RECORDED INFORMATION:
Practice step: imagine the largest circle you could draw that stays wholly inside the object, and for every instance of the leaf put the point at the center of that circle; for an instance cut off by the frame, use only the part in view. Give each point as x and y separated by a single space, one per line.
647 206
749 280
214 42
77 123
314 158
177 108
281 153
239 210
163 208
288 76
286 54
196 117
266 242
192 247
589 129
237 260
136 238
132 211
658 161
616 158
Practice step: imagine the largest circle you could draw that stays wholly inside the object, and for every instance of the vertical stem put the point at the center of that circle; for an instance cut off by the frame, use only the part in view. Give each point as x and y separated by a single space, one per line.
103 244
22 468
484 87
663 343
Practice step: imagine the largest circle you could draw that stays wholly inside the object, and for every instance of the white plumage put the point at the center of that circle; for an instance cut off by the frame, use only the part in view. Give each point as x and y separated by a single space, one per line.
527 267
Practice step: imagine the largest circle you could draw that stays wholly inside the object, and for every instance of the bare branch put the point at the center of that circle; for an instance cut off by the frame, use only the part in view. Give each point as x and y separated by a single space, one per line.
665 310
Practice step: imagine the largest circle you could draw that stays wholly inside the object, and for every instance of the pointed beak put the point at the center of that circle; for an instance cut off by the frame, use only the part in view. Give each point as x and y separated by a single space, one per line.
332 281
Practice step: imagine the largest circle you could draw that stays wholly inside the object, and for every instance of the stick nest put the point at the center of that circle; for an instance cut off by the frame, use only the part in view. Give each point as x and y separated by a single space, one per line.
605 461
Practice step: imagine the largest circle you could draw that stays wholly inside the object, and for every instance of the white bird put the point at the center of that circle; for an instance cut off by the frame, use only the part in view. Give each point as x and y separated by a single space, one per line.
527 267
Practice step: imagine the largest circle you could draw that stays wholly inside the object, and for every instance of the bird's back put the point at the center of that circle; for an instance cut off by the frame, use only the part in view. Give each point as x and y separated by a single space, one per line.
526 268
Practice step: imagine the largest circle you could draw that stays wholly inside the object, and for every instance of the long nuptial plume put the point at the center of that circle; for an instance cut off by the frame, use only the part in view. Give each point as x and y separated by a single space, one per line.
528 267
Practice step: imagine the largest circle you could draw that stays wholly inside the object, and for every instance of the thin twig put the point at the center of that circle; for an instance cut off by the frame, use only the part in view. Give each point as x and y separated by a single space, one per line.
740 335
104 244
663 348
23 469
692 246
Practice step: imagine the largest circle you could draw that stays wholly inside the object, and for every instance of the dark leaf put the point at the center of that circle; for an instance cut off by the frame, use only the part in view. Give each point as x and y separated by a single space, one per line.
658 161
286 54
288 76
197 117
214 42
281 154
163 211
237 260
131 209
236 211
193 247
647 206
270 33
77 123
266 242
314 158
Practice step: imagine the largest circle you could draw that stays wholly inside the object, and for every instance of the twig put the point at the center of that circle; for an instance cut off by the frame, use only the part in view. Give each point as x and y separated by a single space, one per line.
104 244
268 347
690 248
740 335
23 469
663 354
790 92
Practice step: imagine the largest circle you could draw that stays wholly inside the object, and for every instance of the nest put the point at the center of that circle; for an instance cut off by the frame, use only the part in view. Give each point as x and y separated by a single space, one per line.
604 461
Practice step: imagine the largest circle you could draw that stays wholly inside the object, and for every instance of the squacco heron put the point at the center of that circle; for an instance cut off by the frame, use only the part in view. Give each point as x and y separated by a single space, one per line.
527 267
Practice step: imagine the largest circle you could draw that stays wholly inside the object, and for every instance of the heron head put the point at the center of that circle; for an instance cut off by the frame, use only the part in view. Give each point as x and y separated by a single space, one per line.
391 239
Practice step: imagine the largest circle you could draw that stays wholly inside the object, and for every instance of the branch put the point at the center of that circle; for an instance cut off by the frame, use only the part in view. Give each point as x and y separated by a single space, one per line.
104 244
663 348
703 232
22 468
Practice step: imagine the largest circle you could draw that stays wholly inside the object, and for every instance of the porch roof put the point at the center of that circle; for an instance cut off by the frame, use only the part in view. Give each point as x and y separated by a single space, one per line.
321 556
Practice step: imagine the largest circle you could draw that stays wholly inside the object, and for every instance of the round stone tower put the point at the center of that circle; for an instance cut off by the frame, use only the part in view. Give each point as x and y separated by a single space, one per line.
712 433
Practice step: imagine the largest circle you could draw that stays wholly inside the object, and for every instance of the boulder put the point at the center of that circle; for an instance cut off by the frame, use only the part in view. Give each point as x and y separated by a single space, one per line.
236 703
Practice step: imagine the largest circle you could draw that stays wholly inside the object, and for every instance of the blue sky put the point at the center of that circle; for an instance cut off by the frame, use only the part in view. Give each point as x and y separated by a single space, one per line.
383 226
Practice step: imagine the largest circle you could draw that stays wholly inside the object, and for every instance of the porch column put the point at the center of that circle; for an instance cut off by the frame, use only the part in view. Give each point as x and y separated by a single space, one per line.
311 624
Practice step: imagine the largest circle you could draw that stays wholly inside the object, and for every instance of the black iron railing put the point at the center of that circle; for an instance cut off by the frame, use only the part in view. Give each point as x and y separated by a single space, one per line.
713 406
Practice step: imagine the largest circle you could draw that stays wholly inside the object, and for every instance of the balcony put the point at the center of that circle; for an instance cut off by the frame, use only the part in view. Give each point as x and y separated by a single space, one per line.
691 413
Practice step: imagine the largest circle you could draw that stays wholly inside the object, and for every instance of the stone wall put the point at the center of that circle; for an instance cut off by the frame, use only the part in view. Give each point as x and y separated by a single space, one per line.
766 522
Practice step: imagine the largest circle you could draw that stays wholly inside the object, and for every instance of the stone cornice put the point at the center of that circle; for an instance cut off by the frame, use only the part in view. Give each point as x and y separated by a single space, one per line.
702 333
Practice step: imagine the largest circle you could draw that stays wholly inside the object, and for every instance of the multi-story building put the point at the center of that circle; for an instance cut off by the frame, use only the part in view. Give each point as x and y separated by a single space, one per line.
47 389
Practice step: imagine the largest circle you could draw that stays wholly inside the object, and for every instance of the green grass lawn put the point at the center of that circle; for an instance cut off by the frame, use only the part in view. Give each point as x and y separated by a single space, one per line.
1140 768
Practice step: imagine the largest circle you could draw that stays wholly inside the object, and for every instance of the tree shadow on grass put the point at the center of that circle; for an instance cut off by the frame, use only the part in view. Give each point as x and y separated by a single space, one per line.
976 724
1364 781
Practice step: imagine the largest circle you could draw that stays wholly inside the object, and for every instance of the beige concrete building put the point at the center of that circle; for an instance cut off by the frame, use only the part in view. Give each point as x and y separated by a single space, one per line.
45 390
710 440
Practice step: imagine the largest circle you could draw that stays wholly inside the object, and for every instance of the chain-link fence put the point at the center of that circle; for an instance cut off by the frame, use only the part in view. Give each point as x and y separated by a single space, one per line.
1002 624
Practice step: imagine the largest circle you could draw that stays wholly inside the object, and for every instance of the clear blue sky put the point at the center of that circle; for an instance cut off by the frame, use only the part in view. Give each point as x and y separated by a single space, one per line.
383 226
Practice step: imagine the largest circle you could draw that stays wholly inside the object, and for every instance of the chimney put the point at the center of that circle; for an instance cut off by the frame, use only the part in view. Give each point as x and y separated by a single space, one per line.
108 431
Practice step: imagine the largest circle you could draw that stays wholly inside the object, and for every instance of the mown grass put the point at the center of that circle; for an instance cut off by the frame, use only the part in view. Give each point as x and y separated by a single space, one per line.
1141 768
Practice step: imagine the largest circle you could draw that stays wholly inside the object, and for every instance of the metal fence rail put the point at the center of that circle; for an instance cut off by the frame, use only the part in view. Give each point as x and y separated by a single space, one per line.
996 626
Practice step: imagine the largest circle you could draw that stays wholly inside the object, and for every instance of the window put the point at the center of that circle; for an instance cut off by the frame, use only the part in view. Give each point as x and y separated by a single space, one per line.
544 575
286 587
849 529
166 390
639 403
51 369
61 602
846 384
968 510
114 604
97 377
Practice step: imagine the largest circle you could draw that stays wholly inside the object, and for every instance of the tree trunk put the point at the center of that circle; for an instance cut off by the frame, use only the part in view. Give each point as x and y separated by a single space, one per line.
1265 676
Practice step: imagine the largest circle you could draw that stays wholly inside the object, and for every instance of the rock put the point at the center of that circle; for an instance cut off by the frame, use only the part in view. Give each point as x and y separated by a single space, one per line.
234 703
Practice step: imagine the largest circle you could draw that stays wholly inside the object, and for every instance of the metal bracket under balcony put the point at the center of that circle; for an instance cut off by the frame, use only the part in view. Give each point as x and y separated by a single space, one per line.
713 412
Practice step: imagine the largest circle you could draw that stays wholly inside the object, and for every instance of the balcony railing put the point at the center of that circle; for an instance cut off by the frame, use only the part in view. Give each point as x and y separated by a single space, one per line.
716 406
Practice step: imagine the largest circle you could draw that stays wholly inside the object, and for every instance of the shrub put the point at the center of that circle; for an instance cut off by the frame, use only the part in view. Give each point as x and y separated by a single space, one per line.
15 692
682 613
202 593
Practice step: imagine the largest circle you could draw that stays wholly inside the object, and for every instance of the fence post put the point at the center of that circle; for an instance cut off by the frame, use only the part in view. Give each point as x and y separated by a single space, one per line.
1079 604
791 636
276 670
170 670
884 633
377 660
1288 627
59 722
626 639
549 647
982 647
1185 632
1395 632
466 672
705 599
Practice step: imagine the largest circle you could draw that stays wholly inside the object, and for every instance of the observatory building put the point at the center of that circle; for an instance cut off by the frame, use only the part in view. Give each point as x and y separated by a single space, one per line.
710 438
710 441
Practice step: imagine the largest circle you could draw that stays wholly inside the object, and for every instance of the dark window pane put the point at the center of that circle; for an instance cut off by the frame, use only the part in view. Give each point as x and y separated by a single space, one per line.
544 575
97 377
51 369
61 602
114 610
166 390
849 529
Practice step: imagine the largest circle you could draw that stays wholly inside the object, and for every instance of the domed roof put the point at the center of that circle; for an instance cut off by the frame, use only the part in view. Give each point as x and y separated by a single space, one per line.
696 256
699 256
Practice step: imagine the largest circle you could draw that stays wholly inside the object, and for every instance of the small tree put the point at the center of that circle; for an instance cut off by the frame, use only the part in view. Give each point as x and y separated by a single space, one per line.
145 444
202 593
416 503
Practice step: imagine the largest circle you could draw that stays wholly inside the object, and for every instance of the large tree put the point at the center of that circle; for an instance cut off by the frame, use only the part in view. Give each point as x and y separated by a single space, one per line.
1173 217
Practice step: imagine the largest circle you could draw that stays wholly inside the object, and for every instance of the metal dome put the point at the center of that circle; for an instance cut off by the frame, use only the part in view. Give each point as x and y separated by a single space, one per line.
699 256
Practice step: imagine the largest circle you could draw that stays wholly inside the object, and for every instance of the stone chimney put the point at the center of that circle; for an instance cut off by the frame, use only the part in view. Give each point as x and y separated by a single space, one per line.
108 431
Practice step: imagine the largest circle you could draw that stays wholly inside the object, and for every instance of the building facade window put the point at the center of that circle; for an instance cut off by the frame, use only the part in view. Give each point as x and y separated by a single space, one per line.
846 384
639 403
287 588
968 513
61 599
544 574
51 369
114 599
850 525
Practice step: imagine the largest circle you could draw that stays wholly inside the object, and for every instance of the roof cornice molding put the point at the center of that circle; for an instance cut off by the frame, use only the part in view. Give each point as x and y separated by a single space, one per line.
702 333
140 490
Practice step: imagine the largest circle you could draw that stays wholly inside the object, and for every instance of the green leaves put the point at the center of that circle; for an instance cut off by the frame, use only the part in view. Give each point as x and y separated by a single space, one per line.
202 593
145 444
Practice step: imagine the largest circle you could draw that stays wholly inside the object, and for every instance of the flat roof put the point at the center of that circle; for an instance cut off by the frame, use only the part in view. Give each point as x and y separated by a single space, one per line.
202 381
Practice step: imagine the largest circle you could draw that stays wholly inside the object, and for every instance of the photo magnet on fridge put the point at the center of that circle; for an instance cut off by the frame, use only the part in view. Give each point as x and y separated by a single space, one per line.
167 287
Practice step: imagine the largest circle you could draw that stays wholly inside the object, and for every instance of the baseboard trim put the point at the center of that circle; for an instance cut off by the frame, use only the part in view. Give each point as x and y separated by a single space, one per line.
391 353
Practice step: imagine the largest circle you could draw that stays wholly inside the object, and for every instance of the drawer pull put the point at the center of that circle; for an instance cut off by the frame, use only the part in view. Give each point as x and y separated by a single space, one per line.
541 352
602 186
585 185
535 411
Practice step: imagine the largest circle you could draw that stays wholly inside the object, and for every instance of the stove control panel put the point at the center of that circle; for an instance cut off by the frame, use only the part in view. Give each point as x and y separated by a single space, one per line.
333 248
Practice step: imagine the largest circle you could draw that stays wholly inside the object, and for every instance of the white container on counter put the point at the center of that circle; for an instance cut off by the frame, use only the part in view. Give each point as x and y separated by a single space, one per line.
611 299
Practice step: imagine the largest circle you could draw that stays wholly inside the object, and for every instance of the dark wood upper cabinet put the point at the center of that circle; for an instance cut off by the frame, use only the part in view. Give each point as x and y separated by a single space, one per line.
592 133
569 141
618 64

GOAL:
Extract, unchanged, the closing run of lines that opens with the line containing "the white container" and ends with the last line.

EXERCISE ANSWER:
Practice step: imagine the largest circle you could draw that stays wholly inside the object, and for every instance of the white container on counter put the point at the center of that circle; for an instance cut off by the frame, use only the part in view. Give each point as x and y separated by a single space, one per line.
611 299
Practice step: imagine the largest circle you could draw that stays wholly inside the object, and for every instance of the dark wood upper cabinet put the point at the center of that circle; for an instance cut off by the frame, use only the part in view. Give each point as x and y separated by a single space, one per line.
592 133
569 141
618 64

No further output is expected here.